**Instructions for the task:**
Return the material unaltered, line by line.
———
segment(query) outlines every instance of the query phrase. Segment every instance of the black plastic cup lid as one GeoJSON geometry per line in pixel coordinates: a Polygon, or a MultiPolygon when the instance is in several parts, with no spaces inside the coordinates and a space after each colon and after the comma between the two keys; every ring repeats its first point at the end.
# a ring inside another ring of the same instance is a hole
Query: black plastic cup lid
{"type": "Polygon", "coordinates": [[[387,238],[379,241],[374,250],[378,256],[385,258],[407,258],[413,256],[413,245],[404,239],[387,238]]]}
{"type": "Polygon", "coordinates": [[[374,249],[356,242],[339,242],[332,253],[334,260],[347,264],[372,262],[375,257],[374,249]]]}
———
**Task answer:**
segment(query) outlines every instance of the query phrase. Segment every instance of the black plastic cup lid as one GeoJSON geometry per line in pixel coordinates: a Polygon, or a MultiPolygon when the instance is in several parts, with no spaces inside the coordinates and a space after each colon and after the comma between the two keys; every ring repeats its first point at the end.
# a ring inside another ring of the same instance is a hole
Query: black plastic cup lid
{"type": "Polygon", "coordinates": [[[387,238],[379,241],[374,250],[378,256],[385,258],[407,258],[413,256],[413,245],[404,239],[387,238]]]}
{"type": "Polygon", "coordinates": [[[374,249],[356,242],[339,242],[332,253],[334,260],[347,264],[372,262],[375,257],[374,249]]]}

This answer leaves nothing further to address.